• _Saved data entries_
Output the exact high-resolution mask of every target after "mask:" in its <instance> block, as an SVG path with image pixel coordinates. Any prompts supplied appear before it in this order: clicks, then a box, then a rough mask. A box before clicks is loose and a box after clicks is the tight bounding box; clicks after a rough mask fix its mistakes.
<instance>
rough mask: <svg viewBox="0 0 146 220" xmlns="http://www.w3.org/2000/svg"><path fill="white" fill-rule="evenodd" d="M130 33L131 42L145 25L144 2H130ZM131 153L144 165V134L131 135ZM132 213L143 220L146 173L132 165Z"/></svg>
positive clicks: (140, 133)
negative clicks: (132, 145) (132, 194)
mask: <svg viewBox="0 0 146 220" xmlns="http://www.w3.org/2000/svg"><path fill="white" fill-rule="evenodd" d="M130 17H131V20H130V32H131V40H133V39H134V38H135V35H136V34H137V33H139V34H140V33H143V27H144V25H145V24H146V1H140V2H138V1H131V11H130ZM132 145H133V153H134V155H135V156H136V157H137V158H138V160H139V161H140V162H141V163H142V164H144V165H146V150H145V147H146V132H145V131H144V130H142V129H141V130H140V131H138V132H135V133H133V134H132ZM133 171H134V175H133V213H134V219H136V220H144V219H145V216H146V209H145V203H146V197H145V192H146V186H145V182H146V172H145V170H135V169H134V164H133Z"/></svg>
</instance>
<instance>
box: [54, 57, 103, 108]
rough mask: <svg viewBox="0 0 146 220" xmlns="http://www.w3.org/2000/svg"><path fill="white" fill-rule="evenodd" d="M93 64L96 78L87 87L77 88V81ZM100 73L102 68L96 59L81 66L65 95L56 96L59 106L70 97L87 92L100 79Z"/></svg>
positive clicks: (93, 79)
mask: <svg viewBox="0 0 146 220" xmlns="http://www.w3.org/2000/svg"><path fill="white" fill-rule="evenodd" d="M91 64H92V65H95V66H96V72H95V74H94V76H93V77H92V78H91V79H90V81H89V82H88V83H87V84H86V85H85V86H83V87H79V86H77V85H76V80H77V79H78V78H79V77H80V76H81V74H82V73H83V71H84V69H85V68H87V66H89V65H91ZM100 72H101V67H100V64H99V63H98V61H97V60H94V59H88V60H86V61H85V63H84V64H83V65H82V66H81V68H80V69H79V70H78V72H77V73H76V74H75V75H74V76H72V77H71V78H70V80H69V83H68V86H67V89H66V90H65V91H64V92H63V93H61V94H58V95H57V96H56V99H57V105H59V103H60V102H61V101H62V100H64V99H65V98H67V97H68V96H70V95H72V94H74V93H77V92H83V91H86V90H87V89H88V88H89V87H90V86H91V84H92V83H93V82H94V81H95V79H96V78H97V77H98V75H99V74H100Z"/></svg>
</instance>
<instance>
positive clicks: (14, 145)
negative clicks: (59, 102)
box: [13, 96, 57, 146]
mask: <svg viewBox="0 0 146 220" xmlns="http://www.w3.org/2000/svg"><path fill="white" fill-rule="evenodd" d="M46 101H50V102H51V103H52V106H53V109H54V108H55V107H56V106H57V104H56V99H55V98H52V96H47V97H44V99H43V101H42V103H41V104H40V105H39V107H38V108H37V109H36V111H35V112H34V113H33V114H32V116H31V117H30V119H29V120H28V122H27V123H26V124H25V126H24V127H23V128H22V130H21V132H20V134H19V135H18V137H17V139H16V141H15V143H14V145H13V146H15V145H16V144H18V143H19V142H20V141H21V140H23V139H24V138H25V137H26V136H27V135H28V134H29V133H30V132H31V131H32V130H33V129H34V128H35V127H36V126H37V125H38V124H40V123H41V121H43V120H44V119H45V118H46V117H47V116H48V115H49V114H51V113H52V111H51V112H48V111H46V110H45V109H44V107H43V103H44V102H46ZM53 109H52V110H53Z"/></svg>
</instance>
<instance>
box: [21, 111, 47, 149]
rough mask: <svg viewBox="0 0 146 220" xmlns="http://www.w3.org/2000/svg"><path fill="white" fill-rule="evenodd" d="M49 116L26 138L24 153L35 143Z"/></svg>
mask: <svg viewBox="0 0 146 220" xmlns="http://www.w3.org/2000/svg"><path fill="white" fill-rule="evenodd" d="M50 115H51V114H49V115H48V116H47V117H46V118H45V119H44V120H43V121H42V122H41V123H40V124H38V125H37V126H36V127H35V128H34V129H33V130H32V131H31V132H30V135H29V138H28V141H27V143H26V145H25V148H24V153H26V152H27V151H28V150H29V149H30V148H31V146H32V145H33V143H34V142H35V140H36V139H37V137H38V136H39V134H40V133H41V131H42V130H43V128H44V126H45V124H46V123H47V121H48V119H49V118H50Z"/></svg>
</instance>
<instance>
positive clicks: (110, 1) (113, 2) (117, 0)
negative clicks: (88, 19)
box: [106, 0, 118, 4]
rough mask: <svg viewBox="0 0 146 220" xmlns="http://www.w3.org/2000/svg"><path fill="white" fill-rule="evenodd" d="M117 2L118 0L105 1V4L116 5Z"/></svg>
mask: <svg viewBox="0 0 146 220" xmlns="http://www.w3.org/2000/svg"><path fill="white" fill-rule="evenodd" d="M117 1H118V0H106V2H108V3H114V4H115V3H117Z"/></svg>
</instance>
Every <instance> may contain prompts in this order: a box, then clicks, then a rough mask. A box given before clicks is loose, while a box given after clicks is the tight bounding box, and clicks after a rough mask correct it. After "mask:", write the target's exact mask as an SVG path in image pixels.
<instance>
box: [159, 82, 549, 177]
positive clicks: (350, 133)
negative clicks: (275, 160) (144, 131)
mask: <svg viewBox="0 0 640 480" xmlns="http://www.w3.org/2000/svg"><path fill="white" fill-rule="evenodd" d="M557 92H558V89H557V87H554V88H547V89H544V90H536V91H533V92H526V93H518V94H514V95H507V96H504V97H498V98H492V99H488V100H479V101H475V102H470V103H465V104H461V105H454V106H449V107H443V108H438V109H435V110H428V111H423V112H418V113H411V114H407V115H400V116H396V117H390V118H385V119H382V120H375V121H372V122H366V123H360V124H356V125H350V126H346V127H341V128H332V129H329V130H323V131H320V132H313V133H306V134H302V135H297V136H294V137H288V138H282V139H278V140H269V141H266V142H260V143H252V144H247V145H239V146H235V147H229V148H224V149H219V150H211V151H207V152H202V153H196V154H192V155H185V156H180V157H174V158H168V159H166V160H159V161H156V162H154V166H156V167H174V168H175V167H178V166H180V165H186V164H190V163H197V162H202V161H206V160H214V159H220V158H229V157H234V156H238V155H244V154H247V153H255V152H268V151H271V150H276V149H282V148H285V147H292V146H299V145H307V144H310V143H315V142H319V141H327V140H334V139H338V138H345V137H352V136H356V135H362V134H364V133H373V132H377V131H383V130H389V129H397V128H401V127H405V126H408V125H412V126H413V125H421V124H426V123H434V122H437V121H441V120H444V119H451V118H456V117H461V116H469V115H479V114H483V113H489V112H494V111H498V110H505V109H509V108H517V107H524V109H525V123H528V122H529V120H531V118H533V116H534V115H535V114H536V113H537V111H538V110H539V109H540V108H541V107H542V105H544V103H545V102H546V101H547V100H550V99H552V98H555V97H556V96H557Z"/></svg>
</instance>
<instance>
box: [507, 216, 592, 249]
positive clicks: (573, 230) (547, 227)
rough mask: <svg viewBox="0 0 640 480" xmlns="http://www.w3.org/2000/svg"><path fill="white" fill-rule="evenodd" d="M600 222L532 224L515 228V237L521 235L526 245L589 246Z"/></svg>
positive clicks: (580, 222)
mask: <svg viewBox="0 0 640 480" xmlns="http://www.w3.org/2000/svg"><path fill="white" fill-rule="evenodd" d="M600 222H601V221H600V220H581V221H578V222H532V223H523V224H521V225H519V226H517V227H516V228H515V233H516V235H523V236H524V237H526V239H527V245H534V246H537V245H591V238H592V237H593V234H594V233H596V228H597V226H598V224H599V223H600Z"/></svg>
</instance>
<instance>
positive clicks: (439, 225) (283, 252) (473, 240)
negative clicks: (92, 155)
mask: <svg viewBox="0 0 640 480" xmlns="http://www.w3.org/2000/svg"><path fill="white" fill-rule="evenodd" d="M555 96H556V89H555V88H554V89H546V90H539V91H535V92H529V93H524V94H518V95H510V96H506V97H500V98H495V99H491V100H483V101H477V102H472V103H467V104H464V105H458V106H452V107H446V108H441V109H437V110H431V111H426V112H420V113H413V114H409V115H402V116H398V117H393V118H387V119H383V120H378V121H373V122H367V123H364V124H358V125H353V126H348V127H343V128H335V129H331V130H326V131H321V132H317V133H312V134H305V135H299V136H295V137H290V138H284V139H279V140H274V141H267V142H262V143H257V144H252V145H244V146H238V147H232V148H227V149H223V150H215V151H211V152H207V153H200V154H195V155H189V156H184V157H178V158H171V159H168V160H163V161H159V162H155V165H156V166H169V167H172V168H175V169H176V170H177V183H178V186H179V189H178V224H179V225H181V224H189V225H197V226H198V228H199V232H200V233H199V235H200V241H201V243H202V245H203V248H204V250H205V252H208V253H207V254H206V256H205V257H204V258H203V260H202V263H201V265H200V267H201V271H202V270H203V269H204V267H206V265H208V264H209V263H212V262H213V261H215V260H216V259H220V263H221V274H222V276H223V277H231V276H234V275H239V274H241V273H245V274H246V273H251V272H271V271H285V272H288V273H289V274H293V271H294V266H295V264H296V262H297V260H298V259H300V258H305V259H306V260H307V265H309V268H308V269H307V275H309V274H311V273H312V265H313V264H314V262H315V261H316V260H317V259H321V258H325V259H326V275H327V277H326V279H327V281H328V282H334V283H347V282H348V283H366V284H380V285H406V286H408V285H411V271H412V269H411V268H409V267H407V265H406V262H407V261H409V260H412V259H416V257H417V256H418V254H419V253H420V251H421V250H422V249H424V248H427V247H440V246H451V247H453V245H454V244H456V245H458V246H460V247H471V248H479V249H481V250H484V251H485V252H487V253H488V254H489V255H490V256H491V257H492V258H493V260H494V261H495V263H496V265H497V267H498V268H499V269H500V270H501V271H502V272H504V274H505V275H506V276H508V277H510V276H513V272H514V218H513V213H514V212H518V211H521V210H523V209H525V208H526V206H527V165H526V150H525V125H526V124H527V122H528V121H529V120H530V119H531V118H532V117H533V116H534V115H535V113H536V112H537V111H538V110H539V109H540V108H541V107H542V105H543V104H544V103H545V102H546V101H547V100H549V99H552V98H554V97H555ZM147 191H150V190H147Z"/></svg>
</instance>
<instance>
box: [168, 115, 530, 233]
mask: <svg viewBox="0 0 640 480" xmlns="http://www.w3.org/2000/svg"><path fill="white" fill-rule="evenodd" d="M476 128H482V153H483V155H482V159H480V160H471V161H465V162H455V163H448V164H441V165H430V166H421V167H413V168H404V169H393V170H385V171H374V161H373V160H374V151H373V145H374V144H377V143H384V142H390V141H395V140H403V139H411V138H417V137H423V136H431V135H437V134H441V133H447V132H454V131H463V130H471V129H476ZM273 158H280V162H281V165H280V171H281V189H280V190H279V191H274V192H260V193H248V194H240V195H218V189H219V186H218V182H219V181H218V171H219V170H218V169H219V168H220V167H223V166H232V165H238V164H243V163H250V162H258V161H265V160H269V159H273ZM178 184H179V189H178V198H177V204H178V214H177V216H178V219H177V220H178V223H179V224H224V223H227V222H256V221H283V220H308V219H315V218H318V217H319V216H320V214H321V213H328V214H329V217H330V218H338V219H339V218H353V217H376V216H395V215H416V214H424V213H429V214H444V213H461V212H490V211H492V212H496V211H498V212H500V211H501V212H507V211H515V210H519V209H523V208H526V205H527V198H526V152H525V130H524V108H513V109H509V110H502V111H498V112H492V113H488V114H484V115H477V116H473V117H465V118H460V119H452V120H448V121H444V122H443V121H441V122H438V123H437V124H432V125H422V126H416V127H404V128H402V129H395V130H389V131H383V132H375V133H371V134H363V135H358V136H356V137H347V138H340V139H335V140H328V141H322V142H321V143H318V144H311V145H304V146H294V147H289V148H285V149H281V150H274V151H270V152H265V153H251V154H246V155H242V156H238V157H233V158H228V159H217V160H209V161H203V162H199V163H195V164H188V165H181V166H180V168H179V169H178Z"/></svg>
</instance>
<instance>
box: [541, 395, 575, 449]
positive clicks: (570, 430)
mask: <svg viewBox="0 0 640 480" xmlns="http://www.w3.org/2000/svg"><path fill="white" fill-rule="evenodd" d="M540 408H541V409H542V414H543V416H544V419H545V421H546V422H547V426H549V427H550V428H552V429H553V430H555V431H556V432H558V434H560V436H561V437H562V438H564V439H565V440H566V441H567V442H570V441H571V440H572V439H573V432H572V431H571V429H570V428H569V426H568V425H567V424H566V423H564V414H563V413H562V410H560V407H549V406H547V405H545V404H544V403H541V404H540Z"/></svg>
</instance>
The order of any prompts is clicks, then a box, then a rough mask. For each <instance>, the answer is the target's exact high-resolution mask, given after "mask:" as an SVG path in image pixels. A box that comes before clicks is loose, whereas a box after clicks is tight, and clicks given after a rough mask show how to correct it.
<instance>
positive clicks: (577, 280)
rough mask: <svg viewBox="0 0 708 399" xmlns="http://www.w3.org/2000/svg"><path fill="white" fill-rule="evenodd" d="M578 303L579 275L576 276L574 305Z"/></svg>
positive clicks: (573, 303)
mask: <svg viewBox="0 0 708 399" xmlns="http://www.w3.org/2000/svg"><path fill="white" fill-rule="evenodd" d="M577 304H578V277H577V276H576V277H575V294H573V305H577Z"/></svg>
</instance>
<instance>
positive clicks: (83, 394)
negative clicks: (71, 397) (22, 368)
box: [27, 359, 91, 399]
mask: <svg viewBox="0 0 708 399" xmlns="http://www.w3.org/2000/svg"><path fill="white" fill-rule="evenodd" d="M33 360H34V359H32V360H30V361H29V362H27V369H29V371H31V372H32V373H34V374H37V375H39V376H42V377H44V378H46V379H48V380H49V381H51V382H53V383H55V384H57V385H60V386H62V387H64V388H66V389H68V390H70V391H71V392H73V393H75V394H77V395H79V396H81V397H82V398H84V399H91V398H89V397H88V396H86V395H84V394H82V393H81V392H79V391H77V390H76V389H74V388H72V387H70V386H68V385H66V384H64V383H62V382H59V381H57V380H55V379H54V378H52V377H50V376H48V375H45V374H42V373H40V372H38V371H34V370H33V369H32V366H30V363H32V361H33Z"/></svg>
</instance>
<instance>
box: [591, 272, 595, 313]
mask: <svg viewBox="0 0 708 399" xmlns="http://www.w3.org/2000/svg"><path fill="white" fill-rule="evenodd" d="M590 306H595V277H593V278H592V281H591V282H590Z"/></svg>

• _WHAT TO WORK ON_
Write out the records above exactly, from the opening line to the line with "positive clicks: (140, 133)", including both, with nothing added.

• _OUTPUT FOR THIS TASK_
Output the exact high-resolution mask of every target after "mask:" in its <instance> block, as an SVG path with image pixel coordinates. Any prompts supplied appear before it in this order: clicks, then a box, then a rough mask. A box before clicks is loose and a box after clicks is the tight bounding box; clicks after a rough mask fix its mistakes.
<instance>
rough mask: <svg viewBox="0 0 146 220" xmlns="http://www.w3.org/2000/svg"><path fill="white" fill-rule="evenodd" d="M130 33L131 42L145 25L144 2H130ZM131 153L144 165V134L131 135ZM132 213L143 220L146 173L132 165Z"/></svg>
positive clicks: (140, 133)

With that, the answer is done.